#### Dataset entries ####
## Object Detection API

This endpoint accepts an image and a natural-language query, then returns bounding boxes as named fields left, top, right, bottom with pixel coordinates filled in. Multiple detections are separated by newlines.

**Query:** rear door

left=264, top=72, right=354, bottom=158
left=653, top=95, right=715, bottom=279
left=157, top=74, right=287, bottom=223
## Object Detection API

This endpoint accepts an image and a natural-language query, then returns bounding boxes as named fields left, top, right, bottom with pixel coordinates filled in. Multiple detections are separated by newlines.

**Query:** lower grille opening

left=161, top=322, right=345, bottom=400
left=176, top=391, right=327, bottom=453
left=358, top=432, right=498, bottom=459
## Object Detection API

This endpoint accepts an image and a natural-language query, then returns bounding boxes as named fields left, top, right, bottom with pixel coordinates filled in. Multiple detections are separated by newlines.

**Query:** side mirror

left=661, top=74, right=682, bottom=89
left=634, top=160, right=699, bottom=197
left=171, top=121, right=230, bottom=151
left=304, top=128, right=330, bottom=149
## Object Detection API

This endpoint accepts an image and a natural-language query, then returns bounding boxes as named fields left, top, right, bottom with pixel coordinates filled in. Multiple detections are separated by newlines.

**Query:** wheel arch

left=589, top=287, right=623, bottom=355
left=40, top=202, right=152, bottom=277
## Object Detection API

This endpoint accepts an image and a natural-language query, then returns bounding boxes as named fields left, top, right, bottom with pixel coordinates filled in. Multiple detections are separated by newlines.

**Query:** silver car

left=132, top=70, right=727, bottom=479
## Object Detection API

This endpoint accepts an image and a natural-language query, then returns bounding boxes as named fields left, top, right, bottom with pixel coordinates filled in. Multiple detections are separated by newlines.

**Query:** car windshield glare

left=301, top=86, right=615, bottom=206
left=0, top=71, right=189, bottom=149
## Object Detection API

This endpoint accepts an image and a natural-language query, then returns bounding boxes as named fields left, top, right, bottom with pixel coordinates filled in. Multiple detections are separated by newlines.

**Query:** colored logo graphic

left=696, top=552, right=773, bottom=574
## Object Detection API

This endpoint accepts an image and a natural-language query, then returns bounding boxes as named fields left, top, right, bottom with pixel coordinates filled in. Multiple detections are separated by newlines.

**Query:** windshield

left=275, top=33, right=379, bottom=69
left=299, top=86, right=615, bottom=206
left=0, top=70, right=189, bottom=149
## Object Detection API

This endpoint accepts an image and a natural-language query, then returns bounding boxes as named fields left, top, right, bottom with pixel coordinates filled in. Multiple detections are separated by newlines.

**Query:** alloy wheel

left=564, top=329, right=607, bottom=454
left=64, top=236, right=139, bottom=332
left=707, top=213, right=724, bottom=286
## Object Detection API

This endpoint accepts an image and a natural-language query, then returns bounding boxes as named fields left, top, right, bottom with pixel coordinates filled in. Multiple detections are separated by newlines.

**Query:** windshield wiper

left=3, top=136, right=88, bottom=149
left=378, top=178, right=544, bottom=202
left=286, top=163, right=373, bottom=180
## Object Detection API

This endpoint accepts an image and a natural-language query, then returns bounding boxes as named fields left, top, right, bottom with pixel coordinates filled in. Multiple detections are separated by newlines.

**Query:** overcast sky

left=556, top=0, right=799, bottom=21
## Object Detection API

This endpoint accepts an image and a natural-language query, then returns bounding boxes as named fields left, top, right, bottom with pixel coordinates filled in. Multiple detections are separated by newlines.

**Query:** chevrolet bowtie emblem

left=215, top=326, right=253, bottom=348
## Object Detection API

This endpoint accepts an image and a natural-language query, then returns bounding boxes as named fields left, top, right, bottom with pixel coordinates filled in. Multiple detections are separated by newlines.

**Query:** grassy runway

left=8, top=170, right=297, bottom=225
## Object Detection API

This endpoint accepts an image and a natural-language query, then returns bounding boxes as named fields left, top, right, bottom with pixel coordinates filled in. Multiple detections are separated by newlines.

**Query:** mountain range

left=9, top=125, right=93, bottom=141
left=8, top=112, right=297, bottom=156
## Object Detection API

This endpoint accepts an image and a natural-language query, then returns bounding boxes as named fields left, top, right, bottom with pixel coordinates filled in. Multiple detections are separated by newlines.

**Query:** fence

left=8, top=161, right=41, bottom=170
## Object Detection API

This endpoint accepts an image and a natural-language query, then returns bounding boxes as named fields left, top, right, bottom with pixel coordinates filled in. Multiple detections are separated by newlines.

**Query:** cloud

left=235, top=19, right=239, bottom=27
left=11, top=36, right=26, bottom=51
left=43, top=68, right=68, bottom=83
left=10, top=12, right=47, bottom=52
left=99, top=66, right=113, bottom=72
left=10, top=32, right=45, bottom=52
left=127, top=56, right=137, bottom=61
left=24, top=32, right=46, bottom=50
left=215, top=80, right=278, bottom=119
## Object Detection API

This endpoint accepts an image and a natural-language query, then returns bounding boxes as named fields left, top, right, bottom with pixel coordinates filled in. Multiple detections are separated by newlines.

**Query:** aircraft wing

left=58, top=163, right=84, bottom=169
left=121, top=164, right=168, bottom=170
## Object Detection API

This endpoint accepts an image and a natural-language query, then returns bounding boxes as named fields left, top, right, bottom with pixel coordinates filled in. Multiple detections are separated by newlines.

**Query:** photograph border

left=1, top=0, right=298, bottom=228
####
• _Exercise requirements_
Your task is to retype all the records above with nothing left out.

• _Solution below_
## Object Detection API

This endpoint accepts an image and a natural-language query, then returns bounding boxes as named fields left, top, right, bottom with pixel coordinates filled in. Multiple detections are separated by newlines.

**Query:** rear door

left=264, top=72, right=354, bottom=158
left=653, top=95, right=715, bottom=279
left=157, top=74, right=287, bottom=223
## Object Detection API

This endpoint accepts an image and a natural-language query, then returns bounding boxes as named fields left, top, right, bottom with pixel coordinates filled in. Multiple detections are separated by newlines.

**Query:** lower grille opening

left=161, top=322, right=345, bottom=400
left=176, top=391, right=327, bottom=453
left=358, top=432, right=498, bottom=459
## Object Detection API

This endpoint accepts an image and a natural-language query, then returns bounding boxes as named fields left, top, right, bottom with pixel coordinates filled in. Multiple detections are separated by newlines.

**Query:** side mirror

left=661, top=74, right=682, bottom=89
left=634, top=160, right=699, bottom=197
left=171, top=121, right=230, bottom=151
left=304, top=128, right=330, bottom=149
## Object Detection API

This endpoint accepts an image and a natural-language query, then returns bounding boxes as named fields left, top, right, bottom with pixel coordinates filled in. Multiple detections are separated by newlines.

**Query:** wheel arch

left=589, top=287, right=623, bottom=355
left=40, top=202, right=152, bottom=277
## Object Detection API

This endpoint accepts an image and a natural-language query, then returns bounding boxes as named fields left, top, right, bottom with pixel coordinates filled in. Multiple detections are separated by newlines.

**Query:** silver car

left=132, top=70, right=727, bottom=479
## Object Detection API

This endpoint accepts an image and a natural-language query, then returns bounding boxes as named fields left, top, right, bottom with pixel coordinates filled in. Multiple detections are separated by newlines.

**Query:** car windshield glare

left=301, top=86, right=615, bottom=206
left=0, top=71, right=189, bottom=149
## Object Detection API

This endpoint accepts an image and a natural-language query, then returns bounding boxes as named fields left, top, right, bottom with pixel coordinates filled in. Multiple detections are separated by newlines.

**Query:** colored logo graphic

left=696, top=552, right=773, bottom=574
## Object Detection API

This endpoint accepts an image and a natural-language query, then returns bounding boxes as named fields left, top, right, bottom with pixel coordinates filled in. Multiple detections are separated by newlines.

**Query:** windshield

left=275, top=33, right=379, bottom=69
left=299, top=86, right=615, bottom=206
left=0, top=70, right=189, bottom=149
## Object Detection API

This endpoint accepts an image and a natural-language query, then returns bounding boxes as named fields left, top, right, bottom with pixel coordinates filled in. Multiple detections are separated by newlines.

**Query:** alloy wheel

left=564, top=329, right=607, bottom=454
left=64, top=236, right=139, bottom=332
left=707, top=213, right=724, bottom=286
## Object Detection API

This endpoint accepts an image and a natural-language query, then returns bounding boxes as named fields left, top, right, bottom with pixel coordinates filled in. Multiple detections are separated by newlines.

**Query:** windshield wiper

left=3, top=136, right=88, bottom=149
left=378, top=178, right=544, bottom=202
left=286, top=163, right=373, bottom=180
## Object Detection API

This endpoint accepts an image and a natural-language query, then returns bounding boxes as named fields left, top, right, bottom with pixel coordinates filled in. Multiple detections are separated by newlines.

**Query:** overcast sky

left=556, top=0, right=799, bottom=21
## Object Detection API

This endpoint accepts an image and a natural-language query, then returns bounding boxes as named fields left, top, right, bottom with pixel coordinates filled in. Multiple detections are separated by newlines.

**Query:** chevrolet bowtie emblem

left=215, top=326, right=253, bottom=348
## Object Detection API

This endpoint accepts an image and a natural-language query, then returns bounding boxes as named fields left, top, right, bottom with pixel coordinates filled in. Multiple detections are separated by newlines.

**Query:** grassy runway

left=8, top=170, right=297, bottom=225
## Object Detection API

This endpoint accepts an image and a natural-language query, then returns bounding boxes as named fields left, top, right, bottom with pixel coordinates filled in. Multiple detections are separated by newlines.

**Query:** mountain range

left=9, top=125, right=93, bottom=141
left=8, top=112, right=297, bottom=156
## Object Detection API

This endpoint accepts an image and a natural-language query, then returns bounding boxes as named fields left, top, right, bottom with pixel coordinates filled in. Multiple detections are separated by newlines.

**Query:** fence

left=8, top=161, right=41, bottom=170
## Object Detection API

This endpoint accepts an image and a natural-language query, then returns bounding boxes as named fields left, top, right, bottom with pixel coordinates filled in. Multiple detections are separated by newlines.

**Query:** cloud

left=235, top=19, right=239, bottom=27
left=11, top=36, right=26, bottom=51
left=43, top=68, right=68, bottom=83
left=10, top=12, right=47, bottom=52
left=99, top=66, right=113, bottom=72
left=10, top=32, right=45, bottom=52
left=127, top=56, right=137, bottom=61
left=24, top=32, right=46, bottom=50
left=215, top=80, right=278, bottom=119
## Object Detection API

This endpoint accepts an image and a natural-language query, then returns bounding boxes as named fields left, top, right, bottom with pixel coordinates filled in. Multiple detections are separated by newlines.

**Query:** aircraft wing

left=58, top=163, right=84, bottom=169
left=121, top=164, right=168, bottom=170
## Object Detection API

This endpoint accepts an image and a natural-language query, then returns bounding boxes as named fields left, top, right, bottom with pixel coordinates filled in. Multiple detections are separated by newlines.

**Query:** photograph border

left=1, top=0, right=298, bottom=228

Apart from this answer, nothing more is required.